* [EXCERPTED RECORDS]
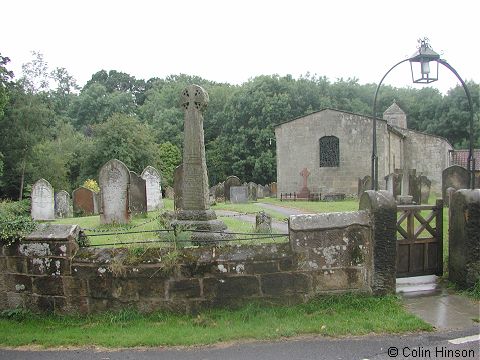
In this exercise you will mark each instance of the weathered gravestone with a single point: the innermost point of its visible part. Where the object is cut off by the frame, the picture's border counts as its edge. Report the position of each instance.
(169, 193)
(84, 202)
(263, 222)
(43, 204)
(195, 213)
(394, 184)
(364, 185)
(231, 181)
(178, 187)
(138, 194)
(154, 188)
(305, 191)
(219, 192)
(260, 191)
(273, 189)
(252, 191)
(425, 186)
(456, 177)
(114, 181)
(238, 194)
(62, 204)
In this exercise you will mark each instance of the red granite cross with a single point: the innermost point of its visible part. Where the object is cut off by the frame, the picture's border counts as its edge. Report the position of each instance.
(305, 174)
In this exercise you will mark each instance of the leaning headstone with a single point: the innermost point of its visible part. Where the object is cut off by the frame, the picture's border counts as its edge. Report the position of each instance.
(252, 191)
(85, 202)
(114, 181)
(169, 193)
(195, 211)
(154, 188)
(394, 184)
(178, 187)
(239, 194)
(138, 194)
(62, 204)
(456, 177)
(263, 222)
(219, 192)
(273, 189)
(415, 188)
(260, 191)
(266, 191)
(425, 186)
(231, 181)
(364, 184)
(305, 191)
(43, 204)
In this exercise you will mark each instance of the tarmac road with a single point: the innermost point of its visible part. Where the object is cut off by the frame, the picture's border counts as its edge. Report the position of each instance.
(374, 347)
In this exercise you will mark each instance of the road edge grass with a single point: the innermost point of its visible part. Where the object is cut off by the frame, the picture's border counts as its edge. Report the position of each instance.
(332, 315)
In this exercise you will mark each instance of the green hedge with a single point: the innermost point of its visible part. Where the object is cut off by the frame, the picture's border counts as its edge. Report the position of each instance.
(15, 221)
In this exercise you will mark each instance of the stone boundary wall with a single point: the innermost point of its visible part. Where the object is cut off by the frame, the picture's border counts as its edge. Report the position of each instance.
(327, 253)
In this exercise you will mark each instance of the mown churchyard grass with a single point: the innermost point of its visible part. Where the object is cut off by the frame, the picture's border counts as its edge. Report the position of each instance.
(152, 222)
(343, 315)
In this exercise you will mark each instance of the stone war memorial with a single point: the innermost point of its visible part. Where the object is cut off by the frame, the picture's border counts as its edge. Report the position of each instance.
(154, 188)
(43, 202)
(195, 212)
(114, 181)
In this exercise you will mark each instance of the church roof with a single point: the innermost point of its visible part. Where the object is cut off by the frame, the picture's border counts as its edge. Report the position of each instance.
(326, 109)
(391, 128)
(394, 109)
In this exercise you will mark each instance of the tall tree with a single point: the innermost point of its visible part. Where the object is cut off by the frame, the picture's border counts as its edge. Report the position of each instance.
(26, 122)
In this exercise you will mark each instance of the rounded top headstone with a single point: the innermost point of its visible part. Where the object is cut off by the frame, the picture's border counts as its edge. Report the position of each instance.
(150, 171)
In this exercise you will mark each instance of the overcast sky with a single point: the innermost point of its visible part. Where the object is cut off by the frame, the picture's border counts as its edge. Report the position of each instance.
(232, 41)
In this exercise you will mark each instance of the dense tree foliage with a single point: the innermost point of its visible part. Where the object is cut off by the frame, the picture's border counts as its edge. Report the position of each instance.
(52, 128)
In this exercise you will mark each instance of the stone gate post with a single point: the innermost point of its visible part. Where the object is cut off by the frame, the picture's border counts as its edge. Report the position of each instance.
(383, 211)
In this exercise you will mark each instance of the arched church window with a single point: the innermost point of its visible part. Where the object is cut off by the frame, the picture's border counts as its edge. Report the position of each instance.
(329, 151)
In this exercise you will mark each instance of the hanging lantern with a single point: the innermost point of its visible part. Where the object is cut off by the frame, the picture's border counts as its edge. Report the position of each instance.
(422, 71)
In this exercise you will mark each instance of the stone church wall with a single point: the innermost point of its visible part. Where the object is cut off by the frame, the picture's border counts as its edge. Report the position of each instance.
(298, 147)
(427, 154)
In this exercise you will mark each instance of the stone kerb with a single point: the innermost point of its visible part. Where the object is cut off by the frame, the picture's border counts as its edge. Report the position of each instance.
(383, 211)
(335, 248)
(464, 238)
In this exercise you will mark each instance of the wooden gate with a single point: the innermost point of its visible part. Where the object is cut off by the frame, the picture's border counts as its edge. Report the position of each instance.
(420, 239)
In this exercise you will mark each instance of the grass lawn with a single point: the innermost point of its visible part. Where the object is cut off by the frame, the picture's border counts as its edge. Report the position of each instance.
(109, 235)
(315, 206)
(329, 316)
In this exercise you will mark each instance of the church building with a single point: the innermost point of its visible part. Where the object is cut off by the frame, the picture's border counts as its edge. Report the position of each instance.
(336, 149)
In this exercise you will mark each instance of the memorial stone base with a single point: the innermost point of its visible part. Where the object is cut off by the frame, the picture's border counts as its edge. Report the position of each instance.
(204, 226)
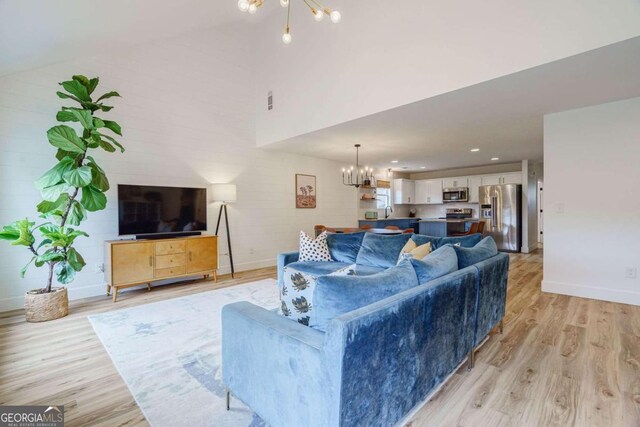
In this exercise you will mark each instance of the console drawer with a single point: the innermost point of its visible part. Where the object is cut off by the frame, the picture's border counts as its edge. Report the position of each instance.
(167, 261)
(170, 247)
(170, 272)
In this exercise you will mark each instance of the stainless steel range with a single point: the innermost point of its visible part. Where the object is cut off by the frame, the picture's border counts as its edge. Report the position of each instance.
(458, 227)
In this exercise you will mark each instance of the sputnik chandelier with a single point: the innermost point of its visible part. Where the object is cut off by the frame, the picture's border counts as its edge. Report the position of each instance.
(317, 10)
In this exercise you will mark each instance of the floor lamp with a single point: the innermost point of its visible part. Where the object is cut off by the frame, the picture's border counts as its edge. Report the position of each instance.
(224, 193)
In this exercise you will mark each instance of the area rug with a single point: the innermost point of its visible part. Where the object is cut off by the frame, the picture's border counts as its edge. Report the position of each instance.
(169, 355)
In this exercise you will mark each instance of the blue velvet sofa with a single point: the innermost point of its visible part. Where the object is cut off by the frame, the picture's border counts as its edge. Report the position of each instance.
(370, 366)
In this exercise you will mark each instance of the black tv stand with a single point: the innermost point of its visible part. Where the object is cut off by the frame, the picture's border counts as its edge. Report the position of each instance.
(167, 235)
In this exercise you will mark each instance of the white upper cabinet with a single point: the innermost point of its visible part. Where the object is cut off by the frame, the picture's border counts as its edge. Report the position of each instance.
(456, 182)
(428, 192)
(403, 191)
(474, 189)
(505, 178)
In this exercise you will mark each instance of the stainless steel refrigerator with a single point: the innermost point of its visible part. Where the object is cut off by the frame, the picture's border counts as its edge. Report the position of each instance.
(501, 209)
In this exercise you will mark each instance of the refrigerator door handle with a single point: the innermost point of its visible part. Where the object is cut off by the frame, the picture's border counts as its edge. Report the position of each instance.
(494, 211)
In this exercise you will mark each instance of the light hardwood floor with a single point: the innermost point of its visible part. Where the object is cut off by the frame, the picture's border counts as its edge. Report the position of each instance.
(562, 361)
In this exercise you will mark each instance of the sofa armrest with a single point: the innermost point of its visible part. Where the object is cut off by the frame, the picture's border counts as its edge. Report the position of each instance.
(284, 259)
(397, 350)
(274, 365)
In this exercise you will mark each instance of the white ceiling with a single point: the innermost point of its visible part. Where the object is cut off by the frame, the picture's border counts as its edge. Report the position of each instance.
(35, 33)
(502, 117)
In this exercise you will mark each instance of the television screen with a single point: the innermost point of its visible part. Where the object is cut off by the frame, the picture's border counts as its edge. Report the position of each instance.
(145, 209)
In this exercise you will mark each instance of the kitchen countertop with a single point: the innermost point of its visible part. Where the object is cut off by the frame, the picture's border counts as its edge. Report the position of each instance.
(449, 220)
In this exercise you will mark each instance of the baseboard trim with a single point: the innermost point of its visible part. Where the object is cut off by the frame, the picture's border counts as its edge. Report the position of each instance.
(17, 302)
(591, 292)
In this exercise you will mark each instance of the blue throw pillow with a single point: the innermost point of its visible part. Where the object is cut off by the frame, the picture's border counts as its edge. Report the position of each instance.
(438, 263)
(465, 241)
(344, 247)
(336, 295)
(378, 250)
(487, 248)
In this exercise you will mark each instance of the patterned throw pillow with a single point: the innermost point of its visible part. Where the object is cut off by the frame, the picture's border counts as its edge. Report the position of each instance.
(296, 293)
(314, 249)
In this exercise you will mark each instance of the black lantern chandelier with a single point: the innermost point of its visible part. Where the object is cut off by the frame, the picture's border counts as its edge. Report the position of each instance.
(355, 176)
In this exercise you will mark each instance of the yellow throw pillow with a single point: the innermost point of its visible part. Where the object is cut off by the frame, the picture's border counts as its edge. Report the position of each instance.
(415, 251)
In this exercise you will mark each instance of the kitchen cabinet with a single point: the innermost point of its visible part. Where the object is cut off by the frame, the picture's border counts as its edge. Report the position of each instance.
(403, 191)
(505, 178)
(456, 182)
(428, 192)
(474, 189)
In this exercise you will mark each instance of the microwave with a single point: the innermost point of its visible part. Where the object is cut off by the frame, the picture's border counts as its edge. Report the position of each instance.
(452, 195)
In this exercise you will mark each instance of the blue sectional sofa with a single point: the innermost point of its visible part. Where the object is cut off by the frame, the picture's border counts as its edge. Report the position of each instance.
(370, 366)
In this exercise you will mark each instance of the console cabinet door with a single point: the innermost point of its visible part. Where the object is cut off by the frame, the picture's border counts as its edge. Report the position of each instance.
(132, 262)
(202, 254)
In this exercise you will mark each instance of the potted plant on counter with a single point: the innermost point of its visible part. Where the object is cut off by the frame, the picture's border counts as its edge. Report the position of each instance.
(74, 186)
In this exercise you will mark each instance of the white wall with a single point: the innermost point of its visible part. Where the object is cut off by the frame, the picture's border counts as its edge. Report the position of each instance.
(592, 201)
(385, 54)
(188, 116)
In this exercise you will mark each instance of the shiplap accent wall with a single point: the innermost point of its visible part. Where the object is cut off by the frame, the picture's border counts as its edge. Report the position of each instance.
(188, 117)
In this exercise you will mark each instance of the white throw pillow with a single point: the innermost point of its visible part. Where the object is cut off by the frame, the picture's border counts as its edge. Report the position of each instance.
(314, 249)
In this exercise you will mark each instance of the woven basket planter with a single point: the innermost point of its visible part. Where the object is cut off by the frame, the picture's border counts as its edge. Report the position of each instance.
(40, 307)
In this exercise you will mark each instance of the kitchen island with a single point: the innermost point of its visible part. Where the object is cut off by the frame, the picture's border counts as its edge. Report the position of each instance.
(439, 227)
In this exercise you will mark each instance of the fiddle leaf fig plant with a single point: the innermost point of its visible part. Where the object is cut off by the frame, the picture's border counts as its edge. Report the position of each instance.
(74, 186)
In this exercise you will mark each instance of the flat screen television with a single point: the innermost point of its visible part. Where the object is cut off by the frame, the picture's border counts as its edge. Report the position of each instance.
(161, 211)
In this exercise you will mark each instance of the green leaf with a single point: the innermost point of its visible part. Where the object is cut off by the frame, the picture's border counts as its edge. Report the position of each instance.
(76, 213)
(99, 180)
(93, 199)
(54, 175)
(23, 271)
(65, 138)
(98, 123)
(75, 260)
(64, 272)
(52, 193)
(108, 95)
(51, 255)
(107, 147)
(82, 79)
(113, 126)
(46, 207)
(113, 141)
(19, 233)
(80, 177)
(93, 83)
(77, 89)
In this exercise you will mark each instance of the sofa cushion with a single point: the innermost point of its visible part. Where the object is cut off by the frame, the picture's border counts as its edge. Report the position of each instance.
(485, 249)
(336, 295)
(378, 250)
(468, 241)
(314, 249)
(344, 247)
(438, 263)
(297, 287)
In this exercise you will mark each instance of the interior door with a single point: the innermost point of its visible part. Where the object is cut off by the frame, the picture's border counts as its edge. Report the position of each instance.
(202, 254)
(132, 262)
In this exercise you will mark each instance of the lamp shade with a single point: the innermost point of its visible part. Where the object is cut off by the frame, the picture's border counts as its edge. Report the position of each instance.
(223, 193)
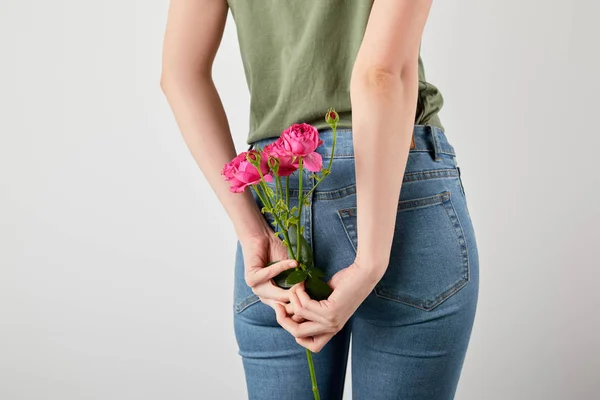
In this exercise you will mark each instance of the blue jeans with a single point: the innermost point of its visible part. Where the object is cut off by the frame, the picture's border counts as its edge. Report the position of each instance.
(410, 335)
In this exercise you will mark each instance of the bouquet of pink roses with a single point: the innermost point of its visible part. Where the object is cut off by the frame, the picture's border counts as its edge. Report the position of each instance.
(294, 150)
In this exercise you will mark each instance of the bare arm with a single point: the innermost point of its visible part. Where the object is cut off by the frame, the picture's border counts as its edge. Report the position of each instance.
(193, 34)
(383, 92)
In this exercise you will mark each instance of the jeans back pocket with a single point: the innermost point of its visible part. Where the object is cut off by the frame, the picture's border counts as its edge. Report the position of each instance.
(429, 258)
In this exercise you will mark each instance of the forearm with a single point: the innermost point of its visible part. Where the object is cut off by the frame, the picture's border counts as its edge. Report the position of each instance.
(383, 113)
(202, 121)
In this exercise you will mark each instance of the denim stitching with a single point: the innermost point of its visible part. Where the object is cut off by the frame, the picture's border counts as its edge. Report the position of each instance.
(455, 287)
(443, 199)
(408, 177)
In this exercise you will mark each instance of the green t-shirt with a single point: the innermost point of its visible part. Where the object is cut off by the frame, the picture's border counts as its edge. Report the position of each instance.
(298, 57)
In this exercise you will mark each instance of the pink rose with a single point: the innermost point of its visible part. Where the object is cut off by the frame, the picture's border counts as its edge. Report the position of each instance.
(302, 140)
(240, 173)
(287, 163)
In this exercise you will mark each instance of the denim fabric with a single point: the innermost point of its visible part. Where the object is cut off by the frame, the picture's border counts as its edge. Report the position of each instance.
(410, 335)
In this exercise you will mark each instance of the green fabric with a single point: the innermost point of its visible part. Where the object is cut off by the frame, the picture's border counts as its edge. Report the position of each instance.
(298, 57)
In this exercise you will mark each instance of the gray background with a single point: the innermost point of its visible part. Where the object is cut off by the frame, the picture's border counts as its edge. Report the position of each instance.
(116, 259)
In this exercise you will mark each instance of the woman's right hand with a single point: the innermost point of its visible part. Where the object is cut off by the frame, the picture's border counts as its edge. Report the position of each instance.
(258, 250)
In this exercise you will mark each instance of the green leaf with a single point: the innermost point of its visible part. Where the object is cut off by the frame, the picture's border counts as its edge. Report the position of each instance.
(296, 276)
(315, 272)
(317, 289)
(306, 256)
(280, 279)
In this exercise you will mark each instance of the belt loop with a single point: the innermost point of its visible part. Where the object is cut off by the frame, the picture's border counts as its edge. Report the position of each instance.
(436, 147)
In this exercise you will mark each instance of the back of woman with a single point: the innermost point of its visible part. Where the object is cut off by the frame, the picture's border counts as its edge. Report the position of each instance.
(389, 227)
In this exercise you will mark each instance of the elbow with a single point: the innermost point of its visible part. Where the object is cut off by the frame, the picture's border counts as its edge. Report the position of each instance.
(383, 78)
(173, 78)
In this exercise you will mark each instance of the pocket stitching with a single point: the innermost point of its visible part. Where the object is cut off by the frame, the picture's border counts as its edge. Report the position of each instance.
(247, 302)
(445, 200)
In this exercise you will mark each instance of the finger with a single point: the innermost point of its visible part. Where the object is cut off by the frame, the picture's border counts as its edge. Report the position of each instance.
(271, 291)
(290, 311)
(307, 328)
(300, 310)
(256, 275)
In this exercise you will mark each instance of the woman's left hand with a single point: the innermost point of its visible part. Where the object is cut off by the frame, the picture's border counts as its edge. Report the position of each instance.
(325, 318)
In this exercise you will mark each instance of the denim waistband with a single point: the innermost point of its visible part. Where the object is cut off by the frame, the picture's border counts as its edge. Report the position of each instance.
(427, 138)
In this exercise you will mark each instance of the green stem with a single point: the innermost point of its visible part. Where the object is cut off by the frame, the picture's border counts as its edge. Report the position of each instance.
(287, 193)
(328, 167)
(265, 199)
(313, 377)
(332, 147)
(300, 203)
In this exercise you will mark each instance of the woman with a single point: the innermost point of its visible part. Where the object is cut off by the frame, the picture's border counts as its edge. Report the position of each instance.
(407, 290)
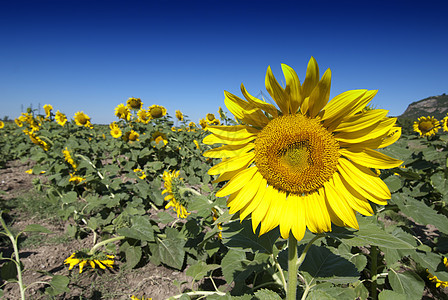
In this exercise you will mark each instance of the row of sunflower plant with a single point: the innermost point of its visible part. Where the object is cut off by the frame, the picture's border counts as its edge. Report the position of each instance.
(314, 198)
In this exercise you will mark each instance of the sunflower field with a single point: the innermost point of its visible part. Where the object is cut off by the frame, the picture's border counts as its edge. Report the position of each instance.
(310, 198)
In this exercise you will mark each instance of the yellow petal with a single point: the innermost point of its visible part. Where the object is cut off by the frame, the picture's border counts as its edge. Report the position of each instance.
(229, 150)
(277, 92)
(237, 132)
(298, 210)
(371, 159)
(232, 164)
(339, 205)
(293, 88)
(361, 121)
(320, 95)
(317, 217)
(369, 133)
(364, 178)
(311, 78)
(237, 182)
(246, 194)
(267, 107)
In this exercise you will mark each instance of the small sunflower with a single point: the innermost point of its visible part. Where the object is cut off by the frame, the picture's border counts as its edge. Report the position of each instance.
(68, 158)
(172, 183)
(144, 116)
(159, 137)
(60, 118)
(122, 112)
(82, 258)
(308, 163)
(157, 111)
(134, 103)
(131, 136)
(140, 174)
(48, 108)
(179, 115)
(76, 179)
(81, 119)
(426, 126)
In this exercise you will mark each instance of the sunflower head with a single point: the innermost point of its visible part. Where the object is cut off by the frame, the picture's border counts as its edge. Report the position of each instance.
(306, 163)
(81, 119)
(60, 118)
(122, 112)
(426, 126)
(179, 115)
(134, 103)
(174, 193)
(157, 111)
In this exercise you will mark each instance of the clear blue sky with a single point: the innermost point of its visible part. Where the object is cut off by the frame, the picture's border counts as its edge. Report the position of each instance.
(93, 55)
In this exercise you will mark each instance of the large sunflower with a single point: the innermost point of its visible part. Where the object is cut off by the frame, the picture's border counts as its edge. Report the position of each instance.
(426, 126)
(306, 164)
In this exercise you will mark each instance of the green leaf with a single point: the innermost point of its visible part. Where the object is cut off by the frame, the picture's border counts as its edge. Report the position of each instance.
(199, 270)
(408, 283)
(265, 294)
(171, 249)
(388, 295)
(37, 228)
(323, 264)
(133, 256)
(240, 236)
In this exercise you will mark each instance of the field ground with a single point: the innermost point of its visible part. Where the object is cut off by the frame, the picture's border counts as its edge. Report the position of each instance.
(42, 253)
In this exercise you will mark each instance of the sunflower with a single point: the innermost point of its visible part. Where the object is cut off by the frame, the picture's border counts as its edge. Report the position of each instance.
(140, 174)
(68, 158)
(134, 103)
(144, 116)
(426, 126)
(210, 119)
(131, 136)
(81, 258)
(60, 118)
(157, 111)
(159, 137)
(307, 164)
(48, 108)
(76, 179)
(172, 183)
(122, 112)
(179, 115)
(81, 119)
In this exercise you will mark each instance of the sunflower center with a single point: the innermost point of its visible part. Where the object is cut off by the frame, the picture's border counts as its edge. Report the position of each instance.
(426, 126)
(296, 154)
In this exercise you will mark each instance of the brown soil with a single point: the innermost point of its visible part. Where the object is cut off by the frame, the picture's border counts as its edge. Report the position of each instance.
(49, 255)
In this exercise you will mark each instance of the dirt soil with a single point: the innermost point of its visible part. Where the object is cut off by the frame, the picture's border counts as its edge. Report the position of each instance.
(119, 283)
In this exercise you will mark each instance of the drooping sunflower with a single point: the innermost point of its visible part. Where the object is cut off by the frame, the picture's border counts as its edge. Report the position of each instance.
(157, 111)
(426, 126)
(144, 116)
(68, 158)
(134, 103)
(306, 164)
(131, 136)
(60, 118)
(48, 108)
(122, 112)
(81, 119)
(179, 115)
(81, 258)
(159, 137)
(172, 183)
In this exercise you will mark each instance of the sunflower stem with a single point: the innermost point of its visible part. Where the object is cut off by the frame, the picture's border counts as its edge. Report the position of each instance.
(292, 268)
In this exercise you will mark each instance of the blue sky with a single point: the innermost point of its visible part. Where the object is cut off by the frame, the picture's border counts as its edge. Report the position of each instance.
(93, 55)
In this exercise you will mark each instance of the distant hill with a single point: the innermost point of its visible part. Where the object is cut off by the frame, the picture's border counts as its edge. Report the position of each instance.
(434, 106)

* [EXERCISE DESCRIPTION]
Every line from the one containing "the blue sky" through the end of the data must be repeated exactly, and no other line.

* [FINAL RESULT]
In this exercise you will mark each instance of the blue sky with a single point: the innermost point of its visible part. Where the object is cut off by the frame, the picture's border counts as its edge. Report the position of each instance.
(93, 55)
In this exercise you will mark each instance of the distant hill with a single point: the innermost point of its visible part. Where the object is cut off by the frame, the picture's border counts as its edge. Report the position of each instance.
(434, 106)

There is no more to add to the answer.